Task objective
Lines in the listing under this task are to be copied exactly.

· · · · · · ·

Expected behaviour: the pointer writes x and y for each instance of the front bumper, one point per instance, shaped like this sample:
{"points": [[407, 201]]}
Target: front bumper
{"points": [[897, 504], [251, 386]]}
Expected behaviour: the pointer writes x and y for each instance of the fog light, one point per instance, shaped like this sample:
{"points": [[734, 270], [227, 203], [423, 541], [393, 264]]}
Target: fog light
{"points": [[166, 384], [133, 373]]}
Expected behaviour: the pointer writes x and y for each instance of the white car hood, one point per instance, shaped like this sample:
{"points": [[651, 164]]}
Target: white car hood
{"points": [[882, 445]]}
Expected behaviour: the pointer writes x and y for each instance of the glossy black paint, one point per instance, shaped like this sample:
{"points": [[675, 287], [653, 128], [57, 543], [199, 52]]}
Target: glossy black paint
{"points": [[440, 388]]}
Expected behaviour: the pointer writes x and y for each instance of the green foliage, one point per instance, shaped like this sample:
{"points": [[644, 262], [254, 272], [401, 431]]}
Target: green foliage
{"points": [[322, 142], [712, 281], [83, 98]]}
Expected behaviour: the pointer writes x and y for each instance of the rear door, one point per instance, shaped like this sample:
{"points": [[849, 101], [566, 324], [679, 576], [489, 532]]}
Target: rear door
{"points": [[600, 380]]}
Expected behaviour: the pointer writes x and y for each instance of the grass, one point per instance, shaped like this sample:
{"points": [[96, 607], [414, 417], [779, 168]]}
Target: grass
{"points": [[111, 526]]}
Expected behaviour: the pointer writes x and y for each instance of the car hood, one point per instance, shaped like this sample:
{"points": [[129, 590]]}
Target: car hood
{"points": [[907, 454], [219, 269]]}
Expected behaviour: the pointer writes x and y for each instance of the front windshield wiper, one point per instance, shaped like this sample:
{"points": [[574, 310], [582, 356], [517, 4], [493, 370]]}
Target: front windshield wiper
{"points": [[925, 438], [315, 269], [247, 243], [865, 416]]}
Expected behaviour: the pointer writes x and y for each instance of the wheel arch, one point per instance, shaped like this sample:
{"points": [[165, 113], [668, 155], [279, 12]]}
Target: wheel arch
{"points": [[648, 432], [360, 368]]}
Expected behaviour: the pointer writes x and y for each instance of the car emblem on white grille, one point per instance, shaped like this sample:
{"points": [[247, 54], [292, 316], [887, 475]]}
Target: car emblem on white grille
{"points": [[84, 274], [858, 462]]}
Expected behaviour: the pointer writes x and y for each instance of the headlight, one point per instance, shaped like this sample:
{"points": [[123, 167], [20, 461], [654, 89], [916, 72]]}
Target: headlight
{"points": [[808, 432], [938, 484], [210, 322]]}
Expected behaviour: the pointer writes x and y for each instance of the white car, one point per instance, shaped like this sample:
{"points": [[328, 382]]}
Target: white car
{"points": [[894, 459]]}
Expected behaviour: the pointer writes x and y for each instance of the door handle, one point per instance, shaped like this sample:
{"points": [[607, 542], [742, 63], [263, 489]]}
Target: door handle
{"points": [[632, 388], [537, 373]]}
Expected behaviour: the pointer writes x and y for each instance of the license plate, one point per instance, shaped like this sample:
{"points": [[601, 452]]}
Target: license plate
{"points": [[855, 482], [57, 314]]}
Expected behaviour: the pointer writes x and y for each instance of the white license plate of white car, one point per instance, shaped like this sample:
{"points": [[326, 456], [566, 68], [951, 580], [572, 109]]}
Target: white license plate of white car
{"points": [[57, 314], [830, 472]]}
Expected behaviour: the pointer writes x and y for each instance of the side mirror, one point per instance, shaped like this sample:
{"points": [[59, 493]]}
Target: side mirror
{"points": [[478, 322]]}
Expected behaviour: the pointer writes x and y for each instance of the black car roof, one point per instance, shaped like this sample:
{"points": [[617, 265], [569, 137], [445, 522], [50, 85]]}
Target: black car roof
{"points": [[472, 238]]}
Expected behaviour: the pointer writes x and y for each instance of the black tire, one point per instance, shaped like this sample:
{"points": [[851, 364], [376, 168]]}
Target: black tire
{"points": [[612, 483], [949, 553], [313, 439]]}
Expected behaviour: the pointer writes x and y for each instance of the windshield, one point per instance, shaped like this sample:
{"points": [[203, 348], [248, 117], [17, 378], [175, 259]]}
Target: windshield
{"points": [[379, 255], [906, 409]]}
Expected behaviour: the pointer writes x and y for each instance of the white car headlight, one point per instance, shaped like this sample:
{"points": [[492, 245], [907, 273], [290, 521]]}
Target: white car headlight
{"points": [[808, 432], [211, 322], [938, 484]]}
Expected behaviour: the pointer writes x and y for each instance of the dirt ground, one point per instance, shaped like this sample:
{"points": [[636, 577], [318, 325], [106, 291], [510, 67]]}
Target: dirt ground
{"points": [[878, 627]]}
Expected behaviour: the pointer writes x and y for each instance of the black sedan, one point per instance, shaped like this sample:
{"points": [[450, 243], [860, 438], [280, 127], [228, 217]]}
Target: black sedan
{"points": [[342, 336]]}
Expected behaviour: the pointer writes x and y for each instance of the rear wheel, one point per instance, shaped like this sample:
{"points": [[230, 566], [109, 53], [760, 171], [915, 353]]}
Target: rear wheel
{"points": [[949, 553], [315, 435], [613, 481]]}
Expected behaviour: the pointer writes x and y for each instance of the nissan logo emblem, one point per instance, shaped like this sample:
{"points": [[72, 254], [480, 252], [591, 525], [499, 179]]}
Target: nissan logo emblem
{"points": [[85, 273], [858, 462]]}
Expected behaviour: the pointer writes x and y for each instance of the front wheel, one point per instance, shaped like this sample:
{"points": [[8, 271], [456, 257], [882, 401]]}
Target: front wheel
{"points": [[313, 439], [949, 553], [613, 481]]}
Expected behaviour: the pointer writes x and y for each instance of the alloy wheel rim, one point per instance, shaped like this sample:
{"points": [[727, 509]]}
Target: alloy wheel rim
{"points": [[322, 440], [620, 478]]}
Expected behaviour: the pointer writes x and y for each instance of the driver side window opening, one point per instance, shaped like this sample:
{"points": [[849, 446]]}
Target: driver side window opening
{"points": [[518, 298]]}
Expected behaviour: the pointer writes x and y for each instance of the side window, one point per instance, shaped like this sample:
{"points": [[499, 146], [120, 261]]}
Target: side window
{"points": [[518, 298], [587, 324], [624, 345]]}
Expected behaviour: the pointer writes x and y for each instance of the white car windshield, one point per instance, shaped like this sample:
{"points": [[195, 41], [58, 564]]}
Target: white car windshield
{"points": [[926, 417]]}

· · · · · · ·

The completed task
Expected behaviour: the pointer writes x and y for each instance of the front bumper, one point per instance, shaped like this sample:
{"points": [[407, 201]]}
Target: front bumper
{"points": [[897, 504], [251, 386]]}
Expected behaviour: the pointer writes x and y for each instance of the fog light, one point per instance, shaped like this sample:
{"points": [[734, 270], [227, 203], [423, 541], [393, 264]]}
Target: fog light
{"points": [[166, 384], [133, 373]]}
Expected behaviour: the pointer writes x and y for each instance of the white car hood, one point per instance, shaped like this sample:
{"points": [[651, 164]]}
Target: white car hood
{"points": [[882, 445]]}
Expected behaviour: the pointer writes x and y for each instance of the glossy black paint, one point per instance, shaped like this sample:
{"points": [[675, 287], [653, 128], [57, 543], [199, 52]]}
Target: glossy black paint
{"points": [[440, 388]]}
Expected behaviour: the pointer writes x and y for each instance of the green foliage, one point per instance, shaped like this sample:
{"points": [[644, 262], [254, 272], [401, 431]]}
Target: green foliage
{"points": [[322, 142], [712, 281], [83, 98]]}
Expected behaviour: the pointer writes x and y for each instance of the rear door, one point per instance, shaped like this sample:
{"points": [[849, 101], [566, 324], [679, 576], [489, 532]]}
Target: rear door
{"points": [[600, 380]]}
Expected behaviour: the pointer writes x and y for each instance of the grass, one point per instance, shaped like this sample:
{"points": [[96, 607], [414, 417], [779, 168]]}
Target: grass
{"points": [[111, 526]]}
Expected behaviour: the pointer writes x and y for each instance of the car hood, one point per instance, shaped like this sample:
{"points": [[129, 590]]}
Target: car hood
{"points": [[907, 454], [219, 269]]}
Expected behaviour: the pointer writes x and y for each instance of the front windshield wiper, one point per instance, shaped like this sample:
{"points": [[574, 310], [582, 356], [517, 4], [493, 370]]}
Target: front windshield wiper
{"points": [[925, 438], [315, 269], [247, 243], [865, 416]]}
Expected behaviour: the pointer writes x and y for each instance of the wheel arch, one point per instance, shaped like this sample:
{"points": [[165, 113], [668, 155], [279, 12]]}
Target: wheel arch
{"points": [[648, 432], [360, 368]]}
Expected behaviour: the pointer writes x and y for each instance of the car emblem on white grille, one point per instance, shaped like this sample:
{"points": [[247, 54], [292, 316], [887, 475]]}
Target: car emblem on white grille
{"points": [[84, 274], [858, 462]]}
Expected behaviour: the pointer writes x and y for each instance of the headlight, one point per instance, shaped like this sample:
{"points": [[123, 167], [20, 461], [654, 89], [916, 72]]}
Target: headlight
{"points": [[808, 432], [938, 484], [210, 322]]}
Expected behaviour: the pointer writes x and y for each instance of the white car, one point per instance, shaped like this sample:
{"points": [[328, 382]]}
Target: white car
{"points": [[894, 459]]}
Expected behaviour: the pointer writes x and y for each instance of the door handle, one point per instance, shaped like this sample:
{"points": [[607, 542], [742, 63], [263, 489]]}
Target: door handle
{"points": [[632, 388], [537, 373]]}
Expected behaviour: the pointer writes x and y for each instance of the license plate, one point per instance, shaped like this sample:
{"points": [[601, 452]]}
Target: license plate
{"points": [[855, 482], [57, 314]]}
Expected behaviour: the pointer writes x and y for each instance of the white license plate of white car, one point per instance, shaped like this sample:
{"points": [[326, 456], [566, 68], [951, 580], [572, 109]]}
Target: white license plate of white car
{"points": [[57, 314], [830, 472]]}
Expected behaviour: the pointer writes x and y for each instance of the side mirror, one point per instance, shaped like this sample:
{"points": [[59, 493]]}
Target: side mirror
{"points": [[478, 322]]}
Expected behaviour: the pointer writes x and y for each instance of the black car roof, one point per instance, shaped like this sample:
{"points": [[617, 265], [569, 137], [445, 522], [50, 85]]}
Target: black car roof
{"points": [[472, 238]]}
Expected behaviour: the pointer writes x and y for each instance of the black tire, one point per instance, shaped like this sample:
{"points": [[851, 364], [376, 168]]}
Target: black tire
{"points": [[612, 483], [949, 553], [313, 439]]}
Expected behaviour: the pointer writes x and y for each instance of the windshield, one point per instance, shaped like this sample:
{"points": [[203, 348], [248, 117], [17, 378], [175, 259]]}
Target: windshield
{"points": [[379, 255], [906, 409]]}
Expected behaviour: the pointer writes x and y for each instance of the white car headlight, one point per instance, shaped like this sample:
{"points": [[492, 245], [907, 273], [290, 521]]}
Target: white car headlight
{"points": [[808, 432], [211, 322], [938, 484]]}
Expected behaviour: the pointer writes x and y for each instance of the dirt ground, one point per instance, shaped like this sample:
{"points": [[636, 577], [318, 325], [106, 291], [510, 67]]}
Target: dirt ground
{"points": [[878, 627]]}
Expected behaviour: the pointer writes x and y for each instance of the black sedan, one point per instance, shaped like this sample:
{"points": [[450, 243], [860, 438], [280, 127], [228, 217]]}
Target: black sedan
{"points": [[342, 336]]}
Expected behaviour: the pointer writes x and y for each instance of the rear wheel, one point per instance, shaped like this sample:
{"points": [[230, 566], [109, 53], [760, 171], [915, 353]]}
Target: rear wheel
{"points": [[949, 553], [315, 435], [613, 481]]}
Expected behaviour: the pointer writes x and y for each instance of the nissan logo emblem, one point per instance, shaped like this sample:
{"points": [[72, 254], [480, 252], [591, 525], [499, 179]]}
Target: nissan logo emblem
{"points": [[85, 273], [858, 462]]}
Expected behaviour: the pointer writes x and y for each instance of the front wheel, one point per instance, shaped like this sample:
{"points": [[8, 271], [456, 257], [882, 401]]}
Target: front wheel
{"points": [[313, 439], [949, 553], [613, 481]]}
Expected behaviour: the pointer writes x and y for each instance of the alloy wheel rim, one point per instance, shaped like this sample:
{"points": [[727, 509]]}
Target: alloy wheel rim
{"points": [[322, 440], [620, 478]]}
Expected behaviour: the pointer writes x and y for each instance of the driver side window opening, one point per instance, shaped like this sample:
{"points": [[849, 446]]}
Target: driver side window opening
{"points": [[518, 298]]}
Expected behaviour: the pointer writes x and y for each instance of the side window, one point per instance, shaped like this sample:
{"points": [[499, 146], [120, 261]]}
Target: side window
{"points": [[518, 298], [587, 324], [624, 345]]}
Expected behaviour: the pointer writes x and y for each instance of the white car windshield, one point per instance, shaped like this sample:
{"points": [[195, 41], [58, 564]]}
Target: white car windshield
{"points": [[926, 417]]}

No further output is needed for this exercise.